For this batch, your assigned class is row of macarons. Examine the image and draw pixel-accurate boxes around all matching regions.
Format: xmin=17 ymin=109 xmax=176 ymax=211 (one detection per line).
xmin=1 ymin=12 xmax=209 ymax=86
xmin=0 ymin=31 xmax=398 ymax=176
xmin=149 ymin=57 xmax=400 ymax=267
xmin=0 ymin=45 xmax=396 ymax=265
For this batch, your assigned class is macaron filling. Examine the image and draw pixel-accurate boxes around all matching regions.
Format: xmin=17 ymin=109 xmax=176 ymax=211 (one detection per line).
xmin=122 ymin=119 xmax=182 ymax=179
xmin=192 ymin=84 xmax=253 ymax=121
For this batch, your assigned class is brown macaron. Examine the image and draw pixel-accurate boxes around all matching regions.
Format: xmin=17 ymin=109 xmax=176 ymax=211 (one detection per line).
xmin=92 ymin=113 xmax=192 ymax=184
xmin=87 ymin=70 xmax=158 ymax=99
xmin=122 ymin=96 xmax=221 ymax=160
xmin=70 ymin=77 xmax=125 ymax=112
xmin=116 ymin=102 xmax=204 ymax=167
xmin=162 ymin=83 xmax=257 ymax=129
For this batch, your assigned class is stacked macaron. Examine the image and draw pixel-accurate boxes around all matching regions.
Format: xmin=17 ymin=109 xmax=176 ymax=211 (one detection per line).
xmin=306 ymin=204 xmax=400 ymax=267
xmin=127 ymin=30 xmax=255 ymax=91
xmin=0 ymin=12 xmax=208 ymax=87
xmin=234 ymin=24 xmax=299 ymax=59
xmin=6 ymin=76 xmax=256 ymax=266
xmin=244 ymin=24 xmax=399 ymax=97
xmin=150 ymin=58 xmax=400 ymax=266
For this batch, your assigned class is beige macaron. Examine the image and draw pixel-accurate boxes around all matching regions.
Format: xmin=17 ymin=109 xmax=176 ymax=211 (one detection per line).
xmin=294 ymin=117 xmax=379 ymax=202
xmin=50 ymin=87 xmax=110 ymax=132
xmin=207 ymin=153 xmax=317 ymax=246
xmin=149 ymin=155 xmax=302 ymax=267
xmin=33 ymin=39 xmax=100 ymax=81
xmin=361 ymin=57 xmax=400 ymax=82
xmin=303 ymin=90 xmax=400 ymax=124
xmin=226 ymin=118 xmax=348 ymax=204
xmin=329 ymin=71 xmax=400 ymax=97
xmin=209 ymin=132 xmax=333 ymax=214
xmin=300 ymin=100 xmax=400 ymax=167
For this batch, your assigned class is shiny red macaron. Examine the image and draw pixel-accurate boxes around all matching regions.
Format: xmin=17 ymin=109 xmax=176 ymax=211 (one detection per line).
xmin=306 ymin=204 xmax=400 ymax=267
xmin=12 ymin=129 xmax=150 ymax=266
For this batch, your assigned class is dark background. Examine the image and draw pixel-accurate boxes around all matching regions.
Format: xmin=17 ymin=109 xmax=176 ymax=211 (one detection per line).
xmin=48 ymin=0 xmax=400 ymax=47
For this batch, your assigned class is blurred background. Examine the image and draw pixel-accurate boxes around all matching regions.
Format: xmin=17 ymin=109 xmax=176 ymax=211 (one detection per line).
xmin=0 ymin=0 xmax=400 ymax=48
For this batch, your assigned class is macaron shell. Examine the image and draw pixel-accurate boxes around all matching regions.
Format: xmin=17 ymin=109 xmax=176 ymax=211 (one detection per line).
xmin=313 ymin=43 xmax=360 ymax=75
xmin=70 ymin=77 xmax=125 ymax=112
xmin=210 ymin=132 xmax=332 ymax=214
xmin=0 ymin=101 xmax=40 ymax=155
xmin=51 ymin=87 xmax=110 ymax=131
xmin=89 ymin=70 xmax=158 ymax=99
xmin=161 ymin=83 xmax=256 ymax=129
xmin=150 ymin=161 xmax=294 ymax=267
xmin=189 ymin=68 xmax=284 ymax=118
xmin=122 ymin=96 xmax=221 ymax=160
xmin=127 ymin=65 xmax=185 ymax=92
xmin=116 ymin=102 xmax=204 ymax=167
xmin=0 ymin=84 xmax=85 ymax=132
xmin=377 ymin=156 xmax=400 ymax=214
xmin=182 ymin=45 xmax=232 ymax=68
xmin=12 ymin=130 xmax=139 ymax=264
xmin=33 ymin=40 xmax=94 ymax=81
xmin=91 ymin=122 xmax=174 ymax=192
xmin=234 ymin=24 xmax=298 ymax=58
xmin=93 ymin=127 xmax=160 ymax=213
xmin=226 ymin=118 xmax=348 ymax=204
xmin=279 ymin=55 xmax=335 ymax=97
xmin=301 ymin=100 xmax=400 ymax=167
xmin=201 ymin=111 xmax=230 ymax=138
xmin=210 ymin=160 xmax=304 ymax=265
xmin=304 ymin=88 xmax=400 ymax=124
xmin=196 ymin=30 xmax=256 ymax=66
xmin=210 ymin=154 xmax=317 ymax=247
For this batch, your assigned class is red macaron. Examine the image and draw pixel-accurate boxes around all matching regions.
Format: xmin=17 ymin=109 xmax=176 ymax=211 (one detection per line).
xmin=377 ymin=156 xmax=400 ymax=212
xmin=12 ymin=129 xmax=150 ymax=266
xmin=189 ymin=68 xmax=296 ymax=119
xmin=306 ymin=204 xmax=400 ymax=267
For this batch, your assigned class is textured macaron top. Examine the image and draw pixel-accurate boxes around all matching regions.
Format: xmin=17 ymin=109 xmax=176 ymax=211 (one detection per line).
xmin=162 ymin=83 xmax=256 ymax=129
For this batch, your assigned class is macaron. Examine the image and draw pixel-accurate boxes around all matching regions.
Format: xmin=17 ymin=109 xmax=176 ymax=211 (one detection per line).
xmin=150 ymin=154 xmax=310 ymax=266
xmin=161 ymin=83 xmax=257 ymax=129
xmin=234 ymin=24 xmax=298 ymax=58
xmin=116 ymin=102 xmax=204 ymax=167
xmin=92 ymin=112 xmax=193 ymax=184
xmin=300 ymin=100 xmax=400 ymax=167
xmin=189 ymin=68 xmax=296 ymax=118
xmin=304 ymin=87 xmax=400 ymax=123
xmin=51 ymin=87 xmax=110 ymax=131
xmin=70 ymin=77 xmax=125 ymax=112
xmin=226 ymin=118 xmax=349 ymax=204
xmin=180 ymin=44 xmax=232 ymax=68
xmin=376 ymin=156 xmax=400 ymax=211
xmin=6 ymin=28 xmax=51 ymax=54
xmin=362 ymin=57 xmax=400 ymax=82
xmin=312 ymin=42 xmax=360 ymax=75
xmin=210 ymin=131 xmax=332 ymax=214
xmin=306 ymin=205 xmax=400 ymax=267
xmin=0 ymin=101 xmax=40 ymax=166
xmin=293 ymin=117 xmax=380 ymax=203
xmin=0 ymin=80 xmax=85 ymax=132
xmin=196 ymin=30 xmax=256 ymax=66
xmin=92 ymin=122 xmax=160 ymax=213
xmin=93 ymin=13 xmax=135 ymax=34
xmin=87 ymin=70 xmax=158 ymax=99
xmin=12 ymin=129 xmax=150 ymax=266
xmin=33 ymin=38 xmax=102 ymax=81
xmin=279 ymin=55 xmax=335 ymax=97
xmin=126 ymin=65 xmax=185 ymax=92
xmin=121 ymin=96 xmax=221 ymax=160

____________

> _Exercise_: Begin at the line that has "For this batch, your assigned class is red" and stop after the last line. Rewrite every line in that span, requests included, and shift the answer coordinates by adding 22 to each one.

> _Complete output_:
For this batch, your assigned class is red macaron. Examine the image and draw pixel-accurate boxes around all matching regions.
Format: xmin=17 ymin=109 xmax=176 ymax=211 (one detection per line).
xmin=399 ymin=178 xmax=422 ymax=234
xmin=34 ymin=151 xmax=172 ymax=288
xmin=211 ymin=90 xmax=318 ymax=141
xmin=328 ymin=226 xmax=422 ymax=289
For this batch, your assigned class is textured macaron top. Examine the image and draw pixel-accurate boxes around all matching regions.
Format: xmin=17 ymin=109 xmax=176 ymax=211 (one detection per line).
xmin=184 ymin=105 xmax=278 ymax=151
For this batch, your assigned class is macaron. Examine the image and draw pixel-accurate boxes around all matching regions.
Format: xmin=17 ymin=109 xmax=176 ymax=211 (one detection per line).
xmin=172 ymin=176 xmax=332 ymax=288
xmin=183 ymin=105 xmax=279 ymax=151
xmin=256 ymin=46 xmax=320 ymax=80
xmin=138 ymin=124 xmax=226 ymax=189
xmin=114 ymin=134 xmax=215 ymax=206
xmin=322 ymin=122 xmax=422 ymax=189
xmin=211 ymin=90 xmax=318 ymax=140
xmin=326 ymin=109 xmax=422 ymax=145
xmin=73 ymin=109 xmax=132 ymax=153
xmin=92 ymin=99 xmax=147 ymax=134
xmin=248 ymin=140 xmax=371 ymax=226
xmin=202 ymin=66 xmax=254 ymax=90
xmin=398 ymin=178 xmax=422 ymax=233
xmin=28 ymin=50 xmax=73 ymax=76
xmin=384 ymin=79 xmax=422 ymax=104
xmin=334 ymin=64 xmax=382 ymax=97
xmin=232 ymin=153 xmax=354 ymax=236
xmin=328 ymin=227 xmax=422 ymax=289
xmin=22 ymin=123 xmax=62 ymax=188
xmin=315 ymin=139 xmax=402 ymax=225
xmin=22 ymin=102 xmax=107 ymax=154
xmin=218 ymin=52 xmax=278 ymax=88
xmin=114 ymin=144 xmax=182 ymax=235
xmin=115 ymin=35 xmax=157 ymax=56
xmin=109 ymin=92 xmax=180 ymax=121
xmin=34 ymin=151 xmax=172 ymax=288
xmin=55 ymin=60 xmax=124 ymax=103
xmin=301 ymin=77 xmax=357 ymax=119
xmin=148 ymin=87 xmax=207 ymax=114
xmin=143 ymin=118 xmax=243 ymax=182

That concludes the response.